═══ Text zum Lesen ═══
Geladen waren insgesamt 50 Personen, 20 bekamen ihre Einladungskarte von der städtische Behörde für Obdachlose zugestellt und 30 über die Ambulante Hilfe der Diakonie. "Ich besorge so vielen Menschen ein neues Zuhause, also wollte ich etwas für die tun, die keines haben," erklärt Immobilienvermittler Ziolka sein Engagement.

Inspiriert wurde er von einem Berliner Schlagersänger, der seit 18 Jahren eine derartige Veranstaltung organisiere und inzwischen über 6000 Gäste jährlich habe. Zunächst habe er sich an Christa Bröder von der städtischen Obdachlosenbehörde gewandt und dort den Kontakt zu Sabine Rieck und damit der Ambulanten Hilfe Wolfenbüttel der Diakonischen Gesellschaft Wohnen und Beraten mbH erhalten. Beide Stellen fungieren im Landkreis Wolfenbüttel als Anlaufstelle für Betroffene. Mit ins Organisationsteam kam noch Sigrid Berkau von der Ökomenischen Suppenküche in Wolfenbüttel.
═══ Datenauszüge ═══
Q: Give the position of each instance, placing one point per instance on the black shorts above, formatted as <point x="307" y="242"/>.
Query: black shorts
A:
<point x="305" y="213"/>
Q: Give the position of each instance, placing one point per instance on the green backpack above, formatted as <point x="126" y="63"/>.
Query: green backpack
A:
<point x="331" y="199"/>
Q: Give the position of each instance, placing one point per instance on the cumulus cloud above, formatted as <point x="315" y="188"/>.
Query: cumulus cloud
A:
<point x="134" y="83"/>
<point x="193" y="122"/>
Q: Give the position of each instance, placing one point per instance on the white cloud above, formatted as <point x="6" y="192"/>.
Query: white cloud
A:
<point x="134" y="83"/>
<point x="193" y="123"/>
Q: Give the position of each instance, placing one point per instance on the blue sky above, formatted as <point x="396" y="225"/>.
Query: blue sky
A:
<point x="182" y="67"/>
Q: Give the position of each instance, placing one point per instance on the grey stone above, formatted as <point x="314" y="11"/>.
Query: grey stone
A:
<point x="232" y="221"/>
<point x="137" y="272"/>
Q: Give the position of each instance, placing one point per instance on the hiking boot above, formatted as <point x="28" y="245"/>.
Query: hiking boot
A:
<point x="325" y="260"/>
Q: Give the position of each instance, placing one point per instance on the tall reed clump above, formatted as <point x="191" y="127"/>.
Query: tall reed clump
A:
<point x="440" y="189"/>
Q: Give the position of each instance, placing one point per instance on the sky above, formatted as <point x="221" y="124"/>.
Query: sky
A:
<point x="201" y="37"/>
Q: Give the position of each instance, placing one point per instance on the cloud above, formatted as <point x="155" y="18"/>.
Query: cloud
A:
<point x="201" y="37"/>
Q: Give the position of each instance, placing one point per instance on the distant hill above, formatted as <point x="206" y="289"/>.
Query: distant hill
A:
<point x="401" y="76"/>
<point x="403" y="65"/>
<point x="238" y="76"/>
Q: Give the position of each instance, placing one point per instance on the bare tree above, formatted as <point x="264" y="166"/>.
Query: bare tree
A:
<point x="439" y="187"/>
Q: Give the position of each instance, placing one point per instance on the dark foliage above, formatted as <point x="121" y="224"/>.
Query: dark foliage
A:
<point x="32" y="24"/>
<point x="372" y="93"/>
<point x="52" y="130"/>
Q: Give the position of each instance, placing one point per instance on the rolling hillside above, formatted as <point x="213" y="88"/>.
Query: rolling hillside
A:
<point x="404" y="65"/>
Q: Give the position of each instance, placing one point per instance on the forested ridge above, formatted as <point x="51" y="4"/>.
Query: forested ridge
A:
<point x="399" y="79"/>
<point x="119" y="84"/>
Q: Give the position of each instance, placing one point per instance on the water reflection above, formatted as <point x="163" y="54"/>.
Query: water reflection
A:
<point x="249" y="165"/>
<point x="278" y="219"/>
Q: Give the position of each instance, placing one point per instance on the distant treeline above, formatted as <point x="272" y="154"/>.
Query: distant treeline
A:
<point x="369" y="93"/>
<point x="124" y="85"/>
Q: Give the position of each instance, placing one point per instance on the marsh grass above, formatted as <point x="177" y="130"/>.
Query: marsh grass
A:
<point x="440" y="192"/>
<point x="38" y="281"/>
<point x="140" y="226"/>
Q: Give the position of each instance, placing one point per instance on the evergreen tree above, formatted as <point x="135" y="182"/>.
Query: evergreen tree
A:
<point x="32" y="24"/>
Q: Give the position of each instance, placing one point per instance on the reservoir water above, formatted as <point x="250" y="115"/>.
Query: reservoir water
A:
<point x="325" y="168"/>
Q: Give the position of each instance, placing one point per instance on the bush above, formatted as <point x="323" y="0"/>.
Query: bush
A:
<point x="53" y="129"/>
═══
═══ Datenauszüge ═══
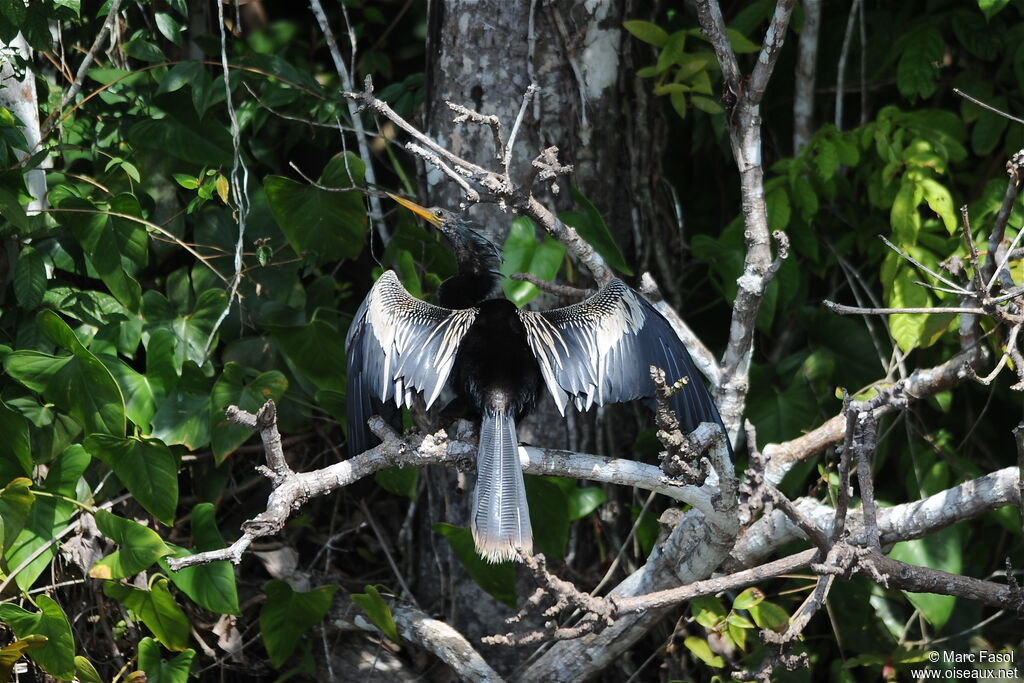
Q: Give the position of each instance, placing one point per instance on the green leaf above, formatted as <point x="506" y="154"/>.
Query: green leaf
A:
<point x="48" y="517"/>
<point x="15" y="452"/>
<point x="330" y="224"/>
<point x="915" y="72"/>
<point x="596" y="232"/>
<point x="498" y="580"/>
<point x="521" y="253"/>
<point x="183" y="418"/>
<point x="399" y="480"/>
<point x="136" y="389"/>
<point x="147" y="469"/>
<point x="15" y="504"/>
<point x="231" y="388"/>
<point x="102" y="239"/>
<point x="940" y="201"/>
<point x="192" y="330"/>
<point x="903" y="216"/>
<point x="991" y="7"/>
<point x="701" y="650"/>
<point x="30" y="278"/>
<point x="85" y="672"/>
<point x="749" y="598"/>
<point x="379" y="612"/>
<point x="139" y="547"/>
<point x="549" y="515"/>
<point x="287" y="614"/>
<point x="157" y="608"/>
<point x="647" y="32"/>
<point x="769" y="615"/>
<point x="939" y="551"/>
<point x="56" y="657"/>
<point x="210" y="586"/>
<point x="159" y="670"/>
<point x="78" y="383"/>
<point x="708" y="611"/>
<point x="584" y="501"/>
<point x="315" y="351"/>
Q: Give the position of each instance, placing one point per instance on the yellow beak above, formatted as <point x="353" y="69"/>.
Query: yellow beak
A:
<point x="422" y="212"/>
═══
═══ Datenauszüge ═══
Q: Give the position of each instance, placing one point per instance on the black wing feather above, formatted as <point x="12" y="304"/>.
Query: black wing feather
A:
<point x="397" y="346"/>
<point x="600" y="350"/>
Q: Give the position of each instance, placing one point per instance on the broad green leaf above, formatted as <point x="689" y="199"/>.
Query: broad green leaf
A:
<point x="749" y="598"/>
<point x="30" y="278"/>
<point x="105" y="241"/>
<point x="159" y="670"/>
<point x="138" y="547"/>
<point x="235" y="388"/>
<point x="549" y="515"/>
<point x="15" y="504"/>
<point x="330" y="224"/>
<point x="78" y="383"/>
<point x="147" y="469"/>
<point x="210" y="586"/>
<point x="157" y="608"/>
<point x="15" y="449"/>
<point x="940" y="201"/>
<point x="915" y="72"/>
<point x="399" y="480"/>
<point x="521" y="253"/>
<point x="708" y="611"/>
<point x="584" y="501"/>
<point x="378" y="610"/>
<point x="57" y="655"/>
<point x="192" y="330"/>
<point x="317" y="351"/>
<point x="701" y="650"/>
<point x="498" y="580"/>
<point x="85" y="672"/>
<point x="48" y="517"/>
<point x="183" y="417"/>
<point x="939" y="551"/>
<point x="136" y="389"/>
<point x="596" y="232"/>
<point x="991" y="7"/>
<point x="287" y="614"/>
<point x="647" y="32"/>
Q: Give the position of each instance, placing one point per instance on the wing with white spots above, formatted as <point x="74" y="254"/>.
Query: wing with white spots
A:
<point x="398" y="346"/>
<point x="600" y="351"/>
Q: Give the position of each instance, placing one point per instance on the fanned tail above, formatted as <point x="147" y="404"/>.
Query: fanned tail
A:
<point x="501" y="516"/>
═══
** Aufgaben **
**a.** Prüfe, ob die folgenden Aussagen mit dem Text über die Veranstaltung für Obdachlose übereinstimmen. Antworte jeweils mit Ja oder Nein und zitiere die entscheidenden Worte wörtlich: (i) Insgesamt wurden 50 Personen eingeladen. (ii) 30 Personen erhielten ihre Einladungskarte von der städtischen Behörde für Obdachlose. (iii) Der Berliner Schlagersänger organisiert eine solche Veranstaltung seit 18 Jahren.
**b.** Nenne alle Personen, die im Text über die Veranstaltung für Obdachlose mit Namen erwähnt werden.
**c.** Schreibe den Text über die Veranstaltung für Obdachlose im Anschluss an seinen letzten Satz weiter.

** Lösungen **
**a.**
(i) Ja: „Geladen waren insgesamt 50 Personen“
(ii) Nein: „20 bekamen ihre Einladungskarte von der städtische Behörde für Obdachlose zugestellt“
(iii) Ja: „der seit 18 Jahren eine derartige Veranstaltung organisiere“

**b.** Ziolka, Christa Bröder, Sabine Rieck, Sigrid Berkau

**c.**
Seit 2002 ist Sabine Rieck bei der ambulanten Hilfe tätig, damals habe man etwa zehn Obdachlose betreut. "Die Tendenz ist steigend," berichtet sie, "vor allem sind es viel mehr Frauen geworden, derzeit ungefähr ein Drittel der rund 50 Personen." Obdachlosigkeit sei noch immer ein Tabuthema und werde oftmals verschleiert, da viele Menschen vorübergehend im Freundes- und Bekanntenkreis unterkommen.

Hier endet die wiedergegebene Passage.